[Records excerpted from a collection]
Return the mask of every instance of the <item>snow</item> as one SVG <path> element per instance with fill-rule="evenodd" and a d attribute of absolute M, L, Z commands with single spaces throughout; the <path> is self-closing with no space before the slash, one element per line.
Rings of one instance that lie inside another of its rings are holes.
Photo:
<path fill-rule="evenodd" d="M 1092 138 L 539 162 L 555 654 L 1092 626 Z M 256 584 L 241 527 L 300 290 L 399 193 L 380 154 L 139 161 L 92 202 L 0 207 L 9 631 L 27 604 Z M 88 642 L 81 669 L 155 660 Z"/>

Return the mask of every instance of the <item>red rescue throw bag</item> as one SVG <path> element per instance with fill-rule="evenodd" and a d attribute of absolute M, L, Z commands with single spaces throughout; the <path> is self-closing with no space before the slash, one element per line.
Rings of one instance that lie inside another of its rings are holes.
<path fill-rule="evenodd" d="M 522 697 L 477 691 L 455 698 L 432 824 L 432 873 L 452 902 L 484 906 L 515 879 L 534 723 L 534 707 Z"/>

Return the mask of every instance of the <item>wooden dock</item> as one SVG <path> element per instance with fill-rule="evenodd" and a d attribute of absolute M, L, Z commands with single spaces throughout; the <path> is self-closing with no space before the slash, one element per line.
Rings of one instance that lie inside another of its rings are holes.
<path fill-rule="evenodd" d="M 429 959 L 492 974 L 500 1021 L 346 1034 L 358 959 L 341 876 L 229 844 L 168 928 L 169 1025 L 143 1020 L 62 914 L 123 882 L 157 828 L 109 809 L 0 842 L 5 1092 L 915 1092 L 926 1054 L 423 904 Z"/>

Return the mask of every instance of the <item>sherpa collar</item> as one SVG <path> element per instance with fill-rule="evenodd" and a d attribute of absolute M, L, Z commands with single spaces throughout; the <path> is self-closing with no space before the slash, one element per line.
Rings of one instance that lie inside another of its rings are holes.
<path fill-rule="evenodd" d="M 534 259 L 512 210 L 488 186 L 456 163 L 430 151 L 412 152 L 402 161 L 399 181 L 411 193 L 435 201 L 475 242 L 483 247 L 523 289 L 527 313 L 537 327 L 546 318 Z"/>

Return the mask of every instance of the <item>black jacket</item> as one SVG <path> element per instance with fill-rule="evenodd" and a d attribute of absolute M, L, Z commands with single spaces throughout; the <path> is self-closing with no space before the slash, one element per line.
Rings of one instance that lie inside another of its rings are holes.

* Set exercise *
Transcribe every line of the data, exactly as it stands.

* Exercise output *
Return the mask of every instance of the <item>snow</item> as one SVG <path> element per instance with fill-rule="evenodd" and a d attribute of absolute M, L, Z commands with single spaces throughout; the <path> is self-closing with no space before the slash, one element per line.
Rings of one instance that lie inside another of its rings are holes.
Photo:
<path fill-rule="evenodd" d="M 1092 138 L 539 162 L 555 654 L 1092 626 Z M 256 584 L 241 527 L 300 290 L 399 193 L 380 154 L 139 161 L 92 202 L 0 207 L 9 631 L 27 604 Z M 88 642 L 81 669 L 155 660 Z"/>

Return the mask of every instance of the <item>red rescue throw bag</item> as one SVG <path> element per instance with fill-rule="evenodd" and a d attribute of absolute M, L, Z commands with single spaces throughout; the <path> is self-closing with no space before the slash, one element per line.
Rings of one instance that lie inside another of its rings are holes.
<path fill-rule="evenodd" d="M 522 697 L 477 691 L 455 698 L 432 824 L 432 873 L 452 902 L 484 906 L 515 879 L 534 723 L 534 707 Z"/>

Return the mask of every instance of the <item>wooden dock</item> as one SVG <path> element per instance with fill-rule="evenodd" and a d attribute of absolute M, L, Z commands with single spaces throughout; the <path> is self-closing with no space before the slash, one element per line.
Rings of one instance that lie inside another of its rings are holes.
<path fill-rule="evenodd" d="M 429 959 L 492 974 L 500 1021 L 346 1034 L 358 959 L 341 876 L 229 844 L 168 928 L 169 1025 L 143 1020 L 62 914 L 123 882 L 157 828 L 109 809 L 0 842 L 5 1092 L 915 1092 L 926 1054 L 423 904 Z"/>

Return the mask of every instance of the <item>sherpa collar</item> as one SVG <path> element per instance with fill-rule="evenodd" and a d attribute of absolute M, L, Z commands with single spaces throughout; the <path> is self-closing with no space before the slash, one element per line.
Rings of one instance that lie inside another of its rings are holes.
<path fill-rule="evenodd" d="M 534 259 L 512 210 L 488 186 L 456 163 L 430 151 L 412 152 L 402 161 L 399 181 L 411 193 L 435 201 L 475 242 L 483 247 L 523 289 L 527 313 L 537 327 L 546 318 Z"/>

Return the mask of every instance of the <item>black jacket</item> as one SVG <path> element per instance with fill-rule="evenodd" and a d attribute of absolute M, L, Z commands with single spaces throughout; the <path> is self-closing with no space before the slash, one element per line.
Rings of one instance that lie inside another of its rings are holes.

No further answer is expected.